• What is being asked
Transcribe every record exactly, omitting none.

• Available records
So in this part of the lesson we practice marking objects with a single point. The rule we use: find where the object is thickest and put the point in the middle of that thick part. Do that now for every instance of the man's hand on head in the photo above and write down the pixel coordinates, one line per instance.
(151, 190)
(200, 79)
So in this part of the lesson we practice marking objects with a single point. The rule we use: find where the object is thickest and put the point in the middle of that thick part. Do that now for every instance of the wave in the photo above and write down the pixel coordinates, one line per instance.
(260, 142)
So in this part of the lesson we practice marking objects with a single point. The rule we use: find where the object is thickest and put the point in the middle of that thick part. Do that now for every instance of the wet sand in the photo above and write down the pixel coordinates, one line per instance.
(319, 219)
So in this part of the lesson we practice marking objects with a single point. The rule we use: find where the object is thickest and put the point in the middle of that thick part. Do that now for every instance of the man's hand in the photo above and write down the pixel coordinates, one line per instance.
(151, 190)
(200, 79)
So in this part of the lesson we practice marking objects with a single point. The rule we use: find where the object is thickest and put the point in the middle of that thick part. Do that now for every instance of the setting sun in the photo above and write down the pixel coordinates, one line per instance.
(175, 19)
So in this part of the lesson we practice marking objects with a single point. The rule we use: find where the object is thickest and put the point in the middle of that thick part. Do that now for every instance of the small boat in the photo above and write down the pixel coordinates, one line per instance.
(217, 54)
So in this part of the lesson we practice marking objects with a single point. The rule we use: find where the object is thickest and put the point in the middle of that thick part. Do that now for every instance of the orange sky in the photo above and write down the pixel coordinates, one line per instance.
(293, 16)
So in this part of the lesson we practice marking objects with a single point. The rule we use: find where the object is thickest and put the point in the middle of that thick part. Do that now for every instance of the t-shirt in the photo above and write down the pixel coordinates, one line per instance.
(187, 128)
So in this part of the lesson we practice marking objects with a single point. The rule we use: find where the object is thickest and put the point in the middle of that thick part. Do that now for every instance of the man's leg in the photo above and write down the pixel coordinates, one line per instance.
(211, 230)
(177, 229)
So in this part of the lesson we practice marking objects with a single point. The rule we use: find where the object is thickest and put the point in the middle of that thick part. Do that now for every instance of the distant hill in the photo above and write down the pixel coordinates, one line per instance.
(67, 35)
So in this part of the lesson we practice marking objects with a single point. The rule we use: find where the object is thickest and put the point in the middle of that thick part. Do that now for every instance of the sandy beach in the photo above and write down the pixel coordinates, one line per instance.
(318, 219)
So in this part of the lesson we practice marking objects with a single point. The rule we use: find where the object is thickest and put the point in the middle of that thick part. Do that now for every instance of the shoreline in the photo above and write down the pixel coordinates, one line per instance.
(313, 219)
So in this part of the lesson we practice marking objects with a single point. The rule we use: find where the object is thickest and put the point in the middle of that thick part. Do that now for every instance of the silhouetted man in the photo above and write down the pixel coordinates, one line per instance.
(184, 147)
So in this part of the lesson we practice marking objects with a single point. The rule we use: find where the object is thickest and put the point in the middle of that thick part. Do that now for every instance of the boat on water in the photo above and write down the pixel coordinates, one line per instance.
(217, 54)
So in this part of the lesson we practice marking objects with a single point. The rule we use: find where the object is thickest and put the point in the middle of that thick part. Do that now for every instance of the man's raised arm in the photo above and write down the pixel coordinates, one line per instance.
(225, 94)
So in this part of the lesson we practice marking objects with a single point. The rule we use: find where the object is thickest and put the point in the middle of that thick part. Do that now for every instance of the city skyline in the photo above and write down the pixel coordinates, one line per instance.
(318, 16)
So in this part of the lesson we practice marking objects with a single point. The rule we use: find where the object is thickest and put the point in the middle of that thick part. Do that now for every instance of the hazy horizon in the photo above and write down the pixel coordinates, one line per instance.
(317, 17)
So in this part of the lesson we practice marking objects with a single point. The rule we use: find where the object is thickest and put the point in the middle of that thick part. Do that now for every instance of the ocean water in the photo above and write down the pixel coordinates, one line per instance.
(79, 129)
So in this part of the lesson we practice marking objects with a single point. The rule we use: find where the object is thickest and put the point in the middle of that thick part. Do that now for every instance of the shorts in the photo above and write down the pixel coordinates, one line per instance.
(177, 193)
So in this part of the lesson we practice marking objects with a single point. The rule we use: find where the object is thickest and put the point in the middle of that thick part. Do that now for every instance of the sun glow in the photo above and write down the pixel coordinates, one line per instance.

• Your response
So in this part of the lesson we practice marking objects with a single point. The rule we use: find where the object is thickest and put the point in the middle of that thick part. Do that now for every instance of the man's hand on head in the photo above and write down the pixel coordinates, one line per instance.
(151, 190)
(200, 79)
So in this part of the lesson we practice marking objects with a single point. The rule we use: find where the object is thickest and put the point in the middle of that thick part. Do that now for every instance of the wave in the photo above and write down the pixel coordinates, one line per instance.
(260, 142)
So in this part of the lesson we practice marking objects with a single point. The rule we use: find where the object is thickest and put the point in the middle of that thick part. Do that now for every instance of the wet sand in the photo above and write down the pixel coordinates, one line per instance.
(319, 219)
So in this part of the lesson we practice marking objects with a single point. The rule we use: find where the object is thickest and put the point in the middle of that thick part. Do that now for every instance of the man's hand in the photo above and write down the pixel coordinates, one line per instance.
(151, 190)
(200, 79)
So in this part of the lesson we practice marking objects with a single point. The rule we use: find where the object is thickest and put the point in the middle of that thick part. Do that now for every instance of the setting sun in the photo above and write down the pixel coordinates, one line per instance.
(175, 19)
So in this part of the lesson we practice marking objects with a single point. The rule we use: find where the object is thickest and put the point in the middle of that thick part. Do that now for every instance of the small boat in the photo above and write down the pixel coordinates, one line per instance.
(217, 54)
So in this part of the lesson we practice marking objects with a single point. The rule we use: find where the object is thickest and put the point in the middle of that thick part. Do that now for every instance of the orange sky in the photo above and write down the pixel coordinates, one line per instance.
(293, 16)
So in this part of the lesson we practice marking objects with a single point. The rule we use: find where the object is thickest and put the point in the middle of that thick part. Do that now for every instance of the t-shirt in the photo above and write down the pixel coordinates, one line per instance.
(187, 128)
So in this part of the lesson we practice marking objects with a single point. The rule we use: find where the object is thickest and put the point in the middle of that thick part. Do that now for every instance of the man's leg in the photo above and write down the pixel coordinates, one line per instance.
(211, 230)
(177, 229)
So in this part of the lesson we practice marking objects with a single point. The rule we use: find where the object is thickest and put the point in the middle of that thick part. Do that now for every instance of the distant hill in the photo above and write down the pixel coordinates, one line per instance.
(67, 35)
So in this part of the lesson we practice marking objects with a single point. The rule we use: find where the object is thickest and put the point in the middle of that thick part. Do that now for every instance of the sandy beach in the photo above and write down the pixel coordinates, one line per instance.
(318, 219)
So in this part of the lesson we practice marking objects with a single point. The rule we use: find where the object is thickest and put the point in the middle of that thick part. Do that now for every instance of the shoreline in the photo above and write down the pixel coordinates, one line per instance.
(313, 219)
So in this part of the lesson we practice marking objects with a single point. The rule we use: find where the object is thickest and put the point in the middle of that thick part. Do that now for every instance of the silhouetted man in the photo above and write down the pixel coordinates, one line per instance.
(184, 147)
So in this part of the lesson we practice marking objects with a single point. The rule we use: find where the object is thickest and put the point in the middle of that thick part. Do that now for every instance of the boat on water in the photo above and write down the pixel coordinates, one line per instance.
(217, 54)
So in this part of the lesson we practice marking objects with a single point. The rule we use: find where the object is thickest and put the point in the middle of that thick part. Do that now for every instance of the man's raised arm in the photo above and write down the pixel coordinates, one line per instance.
(225, 94)
So in this part of the lesson we practice marking objects with a single point. The rule we use: find where the object is thickest and put the point in the middle of that thick part. Do that now for every instance of the city skyline in the photo above and write down the pixel coordinates, one line per instance.
(318, 16)
So in this part of the lesson we practice marking objects with a single point. The rule we use: find where the object is thickest and put the point in the middle of that thick part. Do that now for every instance of the hazy horizon in the photo above and write down the pixel coordinates, one line per instance.
(317, 17)
So in this part of the lesson we practice marking objects with a single point. The rule we use: find where the object is thickest and put the point in the middle of that thick part. Do that now for every instance of the ocean water in the photo above and write down the pixel coordinates, one line per instance.
(79, 129)
So in this part of the lesson we practice marking objects with a single point. The rule we use: find where the object is thickest and put the point in the middle of that thick part. Do that now for every instance of the shorts in the photo above and write down the pixel coordinates, one line per instance.
(177, 193)
So in this part of the lesson we practice marking objects with a single point. The rule we use: find where the object is thickest and put the point in the middle of that thick part. Do that now for every instance of the sun glow in the photo above and write down the pixel coordinates, one line per instance.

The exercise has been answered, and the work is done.